----- Texto

Saltar para o conteúdo

Críticas

Cineplayers

Um bom filme de ação, mas decepcionante pela falta de ousadia e ambição ao tratar um tema tão sério de forma rasa.

6,0

Rede de Mentiras tinha tudo para dar certo. Roteirista recém-oscarizado, um dos mais consagrados diretores do cinema americano, elenco formado por dois excelentes atores e um tema de extrema relevância para o mundo atual. As cartas estavam todas na mesa. Infelizmente, os jogadores não conseguiram montar um bom jogo. Ainda que esteja longe de ser um filme ruim, pode-se dizer que Rede de Mentiras é uma produção decepcionante, que peca pela falta de ousadia e coragem ao abordar de maneira superficial um assunto tão complexo.

Inspirado no livro homônimo de David Ignatius, Rede de Mentiras conta a história de Roger Ferris, um agente da CIA atuando no Oriente Médio em busca de um terrorista responsável por diversos atentados. Supervisionado por Ed Hoffman, que comanda tudo de seu terreno seguro nos Estados Unidos, Ferris precisa trabalhar junto com a inteligência jordaniana para montar um plano que faça o terrorista sair da toca, ao mesmo tempo em que dá início a um relacionamento com uma moça local.

Dirigido por Ridley Scott (Gladiador) a partir do roteiro de William Monaham (Os Infiltrados), Rede de Mentiras é mais uma produção recente a montar sua trama central em torno do tema terrorismo e guerra no Iraque. Porém, o filme está mais para O Reino, que priorizava a ação ao invés da reflexão, do que Leões e Cordeiros, que fazia o contrário e levava o espectador a pensar sobre os acontecimentos. O roteiro não se prende a análises ou críticas políticas, nem aborda as conseqüências da guerra sobre as vidas humanas. A intenção de Scott e Monaham parece ser, unicamente, a construção de um thriller de ação que prenda a atenção por duas horas e nada mais.

----------
----- Dados coletados

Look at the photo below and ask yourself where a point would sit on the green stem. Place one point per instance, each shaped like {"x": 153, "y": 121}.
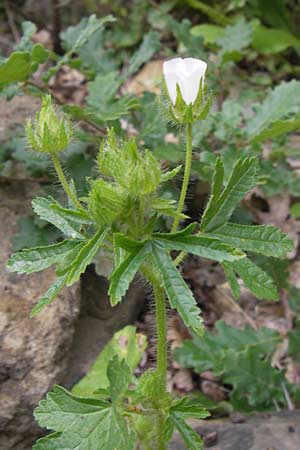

----------

Resuma a crítica de Rede de Mentiras em duas frases.

Rede de Mentiras está longe de ser um filme ruim, mas decepciona por abordar sem ousadia e de maneira superficial um tema complexo como o terrorismo e a guerra no Iraque. Dirigido por Ridley Scott a partir do roteiro de William Monaham, o filme acompanha o agente da CIA Roger Ferris na busca por um terrorista no Oriente Médio e prioriza a ação em vez da reflexão.